Location identification items:
******

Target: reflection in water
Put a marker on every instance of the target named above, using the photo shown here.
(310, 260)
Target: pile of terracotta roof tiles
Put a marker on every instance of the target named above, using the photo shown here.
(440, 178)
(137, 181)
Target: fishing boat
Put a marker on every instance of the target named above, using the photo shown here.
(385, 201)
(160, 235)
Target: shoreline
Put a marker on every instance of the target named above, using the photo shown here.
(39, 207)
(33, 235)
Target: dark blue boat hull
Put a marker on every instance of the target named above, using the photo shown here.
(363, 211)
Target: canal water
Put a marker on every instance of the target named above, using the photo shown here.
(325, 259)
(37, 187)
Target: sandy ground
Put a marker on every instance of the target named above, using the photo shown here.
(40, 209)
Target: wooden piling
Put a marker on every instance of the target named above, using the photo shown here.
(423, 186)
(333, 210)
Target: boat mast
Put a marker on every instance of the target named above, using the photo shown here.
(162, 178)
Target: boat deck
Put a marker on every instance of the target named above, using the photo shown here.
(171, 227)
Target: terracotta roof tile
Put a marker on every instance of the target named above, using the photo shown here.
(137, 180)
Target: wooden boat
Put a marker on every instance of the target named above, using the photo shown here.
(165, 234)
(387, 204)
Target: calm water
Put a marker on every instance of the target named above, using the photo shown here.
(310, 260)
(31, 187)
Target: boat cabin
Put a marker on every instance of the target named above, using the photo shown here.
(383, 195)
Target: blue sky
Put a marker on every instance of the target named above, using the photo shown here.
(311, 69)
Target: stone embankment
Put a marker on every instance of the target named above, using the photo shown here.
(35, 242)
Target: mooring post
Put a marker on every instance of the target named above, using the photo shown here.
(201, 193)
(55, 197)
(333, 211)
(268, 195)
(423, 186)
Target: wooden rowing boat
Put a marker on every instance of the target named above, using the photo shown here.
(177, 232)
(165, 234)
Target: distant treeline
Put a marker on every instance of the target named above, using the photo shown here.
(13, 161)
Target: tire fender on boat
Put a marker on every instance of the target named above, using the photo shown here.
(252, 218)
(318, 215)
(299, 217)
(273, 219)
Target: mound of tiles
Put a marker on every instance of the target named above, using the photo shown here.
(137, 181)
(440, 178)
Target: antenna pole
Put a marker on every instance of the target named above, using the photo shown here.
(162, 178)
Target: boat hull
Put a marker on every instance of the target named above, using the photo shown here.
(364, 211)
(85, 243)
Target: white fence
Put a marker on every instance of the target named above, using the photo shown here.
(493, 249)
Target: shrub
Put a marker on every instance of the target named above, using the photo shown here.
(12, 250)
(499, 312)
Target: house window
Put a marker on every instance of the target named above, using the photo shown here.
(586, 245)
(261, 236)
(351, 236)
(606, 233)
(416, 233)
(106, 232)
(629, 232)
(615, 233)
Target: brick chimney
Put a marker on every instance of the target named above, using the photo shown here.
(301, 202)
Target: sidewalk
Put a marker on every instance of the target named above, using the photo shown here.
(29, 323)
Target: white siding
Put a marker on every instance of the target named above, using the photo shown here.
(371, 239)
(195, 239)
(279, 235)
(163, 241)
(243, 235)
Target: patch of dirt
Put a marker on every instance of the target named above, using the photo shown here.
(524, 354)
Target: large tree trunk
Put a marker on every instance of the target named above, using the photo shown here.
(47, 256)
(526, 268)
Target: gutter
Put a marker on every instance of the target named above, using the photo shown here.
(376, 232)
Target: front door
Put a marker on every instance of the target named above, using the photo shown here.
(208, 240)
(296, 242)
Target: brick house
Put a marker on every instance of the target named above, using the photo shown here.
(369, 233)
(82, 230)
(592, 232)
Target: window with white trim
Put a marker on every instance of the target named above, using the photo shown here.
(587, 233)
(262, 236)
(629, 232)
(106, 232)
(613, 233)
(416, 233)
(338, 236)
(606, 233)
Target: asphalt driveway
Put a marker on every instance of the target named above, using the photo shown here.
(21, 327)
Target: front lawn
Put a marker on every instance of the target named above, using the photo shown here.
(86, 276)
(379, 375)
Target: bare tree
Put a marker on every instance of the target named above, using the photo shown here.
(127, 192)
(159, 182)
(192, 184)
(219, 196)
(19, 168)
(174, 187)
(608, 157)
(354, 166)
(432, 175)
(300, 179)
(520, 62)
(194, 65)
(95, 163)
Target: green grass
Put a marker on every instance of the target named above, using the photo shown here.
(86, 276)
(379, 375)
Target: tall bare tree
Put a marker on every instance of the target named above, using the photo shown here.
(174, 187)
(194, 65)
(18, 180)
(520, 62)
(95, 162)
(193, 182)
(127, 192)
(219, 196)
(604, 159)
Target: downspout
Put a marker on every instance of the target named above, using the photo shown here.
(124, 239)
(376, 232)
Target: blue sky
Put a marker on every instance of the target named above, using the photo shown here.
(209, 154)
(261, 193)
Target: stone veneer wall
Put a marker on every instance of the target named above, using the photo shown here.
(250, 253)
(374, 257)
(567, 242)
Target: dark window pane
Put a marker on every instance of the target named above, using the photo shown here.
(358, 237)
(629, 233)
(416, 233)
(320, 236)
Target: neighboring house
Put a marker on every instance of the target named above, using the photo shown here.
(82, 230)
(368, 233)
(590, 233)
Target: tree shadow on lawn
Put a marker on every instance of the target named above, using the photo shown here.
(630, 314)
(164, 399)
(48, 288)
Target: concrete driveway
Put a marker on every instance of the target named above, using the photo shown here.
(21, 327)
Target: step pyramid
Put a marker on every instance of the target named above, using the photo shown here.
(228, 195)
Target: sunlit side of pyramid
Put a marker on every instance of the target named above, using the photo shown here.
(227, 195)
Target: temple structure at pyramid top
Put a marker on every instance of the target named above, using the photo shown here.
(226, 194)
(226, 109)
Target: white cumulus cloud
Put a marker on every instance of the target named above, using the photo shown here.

******

AIM:
Format all of the data above as a Markdown table with two columns, Row and Line. Number each row and omit any blank lines.

OUTPUT FOR THIS TASK:
| Row | Line |
|---|---|
| 1 | Target: reflection in water |
| 2 | Put a marker on every instance of the target named above, using the photo shown here. |
| 3 | (310, 260) |
| 4 | Target: pile of terracotta roof tiles |
| 5 | Put a marker on every instance of the target named above, using the photo shown here. |
| 6 | (440, 178) |
| 7 | (137, 181) |
| 8 | Target: fishing boat |
| 9 | Put a marker on every instance of the target named above, using the photo shown here. |
| 10 | (385, 201) |
| 11 | (160, 235) |
| 12 | Target: shoreline |
| 13 | Put a marker on every instance of the target named above, using the photo shown here. |
| 14 | (39, 207) |
| 15 | (33, 235) |
| 16 | Target: dark blue boat hull |
| 17 | Put a marker on every instance of the target named above, using the photo shown here. |
| 18 | (363, 211) |
| 19 | Target: canal water |
| 20 | Put a marker on every instance of the target named above, using the photo shown here. |
| 21 | (325, 259) |
| 22 | (37, 187) |
| 23 | Target: sandy ground |
| 24 | Put a marker on every instance of the target named above, using the photo shown here. |
| 25 | (40, 209) |
| 26 | Target: wooden piling |
| 27 | Put a marker on every instance of the target named above, using the photo shown here. |
| 28 | (423, 186) |
| 29 | (333, 210) |
| 30 | Target: boat mast |
| 31 | Put a marker on every instance of the target named above, using the photo shown here. |
| 32 | (162, 178) |
| 33 | Target: boat deck |
| 34 | Put a marker on every instance of the target named above, using the photo shown here. |
| 35 | (171, 227) |
| 36 | Target: terracotta roof tile |
| 37 | Put a marker on every instance of the target named above, using the photo shown here. |
| 38 | (137, 180) |
| 39 | Target: wooden boat |
| 40 | Put a marker on every instance of the target named above, using the photo shown here. |
| 41 | (165, 234) |
| 42 | (387, 204) |
| 43 | Target: calm water |
| 44 | Put a marker on every instance of the target named above, using the photo shown here. |
| 45 | (310, 260) |
| 46 | (31, 187) |
| 47 | Target: boat cabin |
| 48 | Put a marker on every instance of the target named above, using the photo shown here. |
| 49 | (383, 195) |
| 50 | Target: blue sky |
| 51 | Put a marker on every instance of the target named above, using the photo shown here. |
| 52 | (311, 69) |
| 53 | Target: stone embankment |
| 54 | Put a marker on every instance of the target named above, using the photo shown here. |
| 55 | (35, 242) |
| 56 | Target: mooring post |
| 57 | Put a marker on every instance of the target named above, using the photo shown here. |
| 58 | (201, 193) |
| 59 | (55, 197) |
| 60 | (333, 211) |
| 61 | (268, 195) |
| 62 | (423, 186) |
| 63 | Target: wooden rowing boat |
| 64 | Put a marker on every instance of the target named above, using the photo shown here. |
| 65 | (177, 232) |
| 66 | (165, 234) |
| 67 | Target: distant treeline |
| 68 | Put a marker on every instance of the target named above, using the photo shown here. |
| 69 | (13, 161) |
| 70 | Target: tire fender on boat |
| 71 | Put a marker on every instance of the target named above, using the photo shown here. |
| 72 | (252, 218) |
| 73 | (318, 215) |
| 74 | (299, 217) |
| 75 | (273, 219) |
| 76 | Target: mound of tiles |
| 77 | Put a marker on every instance of the target named above, using the photo shown here. |
| 78 | (137, 181) |
| 79 | (440, 178) |
| 80 | Target: antenna pole |
| 81 | Put a marker on every instance of the target named above, using the photo shown here. |
| 82 | (162, 178) |
| 83 | Target: boat hull |
| 84 | Put a marker on every instance of the target named above, using the photo shown here. |
| 85 | (364, 211) |
| 86 | (85, 243) |
| 87 | Target: white fence |
| 88 | Put a marker on every instance of the target named above, using the photo shown here. |
| 89 | (493, 249) |
| 90 | Target: shrub |
| 91 | Put a marker on every instance of the target named above, using the photo shown here. |
| 92 | (12, 250) |
| 93 | (499, 312) |
| 94 | Target: house window |
| 95 | Put a marker on every instance of the target named above, using the photo shown here. |
| 96 | (586, 245) |
| 97 | (261, 236) |
| 98 | (351, 236) |
| 99 | (606, 233) |
| 100 | (416, 233) |
| 101 | (106, 232) |
| 102 | (629, 232) |
| 103 | (615, 233) |
| 104 | Target: brick chimney |
| 105 | Put a marker on every instance of the target named above, using the photo shown here. |
| 106 | (301, 202) |
| 107 | Target: sidewalk |
| 108 | Put a marker on every instance of the target named above, using the photo shown here. |
| 109 | (29, 323) |
| 110 | Target: white siding |
| 111 | Put a marker on every instance of the target named above, using the photo shown here. |
| 112 | (371, 239) |
| 113 | (195, 239) |
| 114 | (279, 235) |
| 115 | (163, 241) |
| 116 | (243, 235) |
| 117 | Target: patch of dirt |
| 118 | Put a marker on every instance of the target named above, using the photo shown here. |
| 119 | (524, 354) |
| 120 | Target: large tree trunk |
| 121 | Put a marker on every instance of the target named above, using the photo shown here. |
| 122 | (47, 256) |
| 123 | (526, 268) |
| 124 | Target: gutter |
| 125 | Put a marker on every instance of the target named above, using the photo shown here. |
| 126 | (376, 232) |
| 127 | Target: front door |
| 128 | Put a marker on every instance of the target named above, using the photo shown here. |
| 129 | (208, 240) |
| 130 | (296, 242) |
| 131 | Target: brick house |
| 132 | Put a marker on every instance of the target named above, using the photo shown here. |
| 133 | (369, 233) |
| 134 | (82, 230) |
| 135 | (592, 232) |
| 136 | Target: window with white trim |
| 137 | Put a marker on every instance of the target named above, using the photo shown here. |
| 138 | (587, 233) |
| 139 | (262, 236) |
| 140 | (629, 232) |
| 141 | (106, 232) |
| 142 | (613, 233) |
| 143 | (416, 233) |
| 144 | (338, 236) |
| 145 | (606, 233) |
| 146 | Target: asphalt driveway |
| 147 | Put a marker on every instance of the target named above, using the photo shown here. |
| 148 | (21, 327) |
| 149 | Target: front lawn |
| 150 | Put a marker on every instance of the target named above, using the photo shown here. |
| 151 | (86, 276) |
| 152 | (379, 375) |
| 153 | Target: bare tree |
| 154 | Put a marker on every instance of the target named above, using the photo shown here. |
| 155 | (127, 192) |
| 156 | (159, 182) |
| 157 | (192, 184) |
| 158 | (219, 196) |
| 159 | (19, 168) |
| 160 | (174, 187) |
| 161 | (608, 157) |
| 162 | (354, 166) |
| 163 | (432, 175) |
| 164 | (300, 179) |
| 165 | (520, 62) |
| 166 | (194, 65) |
| 167 | (95, 163) |
| 168 | Target: green grass |
| 169 | Put a marker on every instance of the target named above, using the photo shown here. |
| 170 | (86, 276) |
| 171 | (379, 375) |
| 172 | Target: tall bare tree |
| 173 | Put a marker on every instance of the target named above, using the photo shown here. |
| 174 | (174, 187) |
| 175 | (194, 65) |
| 176 | (18, 180) |
| 177 | (520, 62) |
| 178 | (95, 162) |
| 179 | (193, 182) |
| 180 | (127, 192) |
| 181 | (219, 196) |
| 182 | (604, 159) |
| 183 | Target: downspout |
| 184 | Put a marker on every instance of the target named above, using the photo shown here. |
| 185 | (124, 239) |
| 186 | (376, 232) |
| 187 | Target: blue sky |
| 188 | Put a marker on every instance of the target named above, using the photo shown here. |
| 189 | (209, 154) |
| 190 | (261, 193) |
| 191 | Target: stone veneer wall |
| 192 | Put a marker on every instance of the target named above, using the photo shown here. |
| 193 | (250, 253) |
| 194 | (374, 257) |
| 195 | (567, 242) |
| 196 | Target: dark window pane |
| 197 | Put a marker on every instance of the target named above, using the photo shown here. |
| 198 | (358, 237) |
| 199 | (629, 233) |
| 200 | (416, 233) |
| 201 | (320, 236) |
| 202 | Target: neighboring house |
| 203 | Put a marker on every instance of the target named above, using the photo shown here. |
| 204 | (82, 230) |
| 205 | (368, 233) |
| 206 | (590, 233) |
| 207 | Target: tree shadow on lawn |
| 208 | Put a marker on every instance of the target named above, using the photo shown here. |
| 209 | (630, 314) |
| 210 | (164, 399) |
| 211 | (48, 288) |
| 212 | Target: concrete driveway |
| 213 | Put a marker on every instance of the target named above, using the photo shown here. |
| 214 | (21, 327) |
| 215 | Target: step pyramid |
| 216 | Put a marker on every instance of the target named above, using the photo shown here. |
| 217 | (228, 195) |
| 218 | Target: sunlit side of pyramid |
| 219 | Put a marker on every instance of the target named above, using the photo shown here. |
| 220 | (227, 195) |
| 221 | Target: temple structure at pyramid top |
| 222 | Put a marker on every instance of the target named above, using the photo shown here. |
| 223 | (226, 194) |
| 224 | (226, 109) |
| 225 | Target: white cumulus cloud |
| 226 | Put a marker on every instance of the target named above, using the photo shown here. |